[Saved data entries]
-=-=-=-=-
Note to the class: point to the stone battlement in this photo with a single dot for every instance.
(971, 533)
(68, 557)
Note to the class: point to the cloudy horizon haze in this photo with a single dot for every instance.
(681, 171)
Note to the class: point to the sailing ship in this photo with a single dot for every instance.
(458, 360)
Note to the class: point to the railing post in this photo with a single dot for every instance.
-=-=-=-=-
Try it: Copy each of the records above so that nothing differs from the original.

Expected answer:
Note to the class: point to the stone battlement in this photo with a single dot for every instance.
(971, 533)
(68, 557)
Note to the class: point to the cloudy horizon haze in this photo with a single dot for every instance.
(681, 171)
Note to the class: point to the sailing ship in this photo with a single dot for every instance.
(458, 360)
Note to the class: point to the railing post in this photo with a single dot for every instance.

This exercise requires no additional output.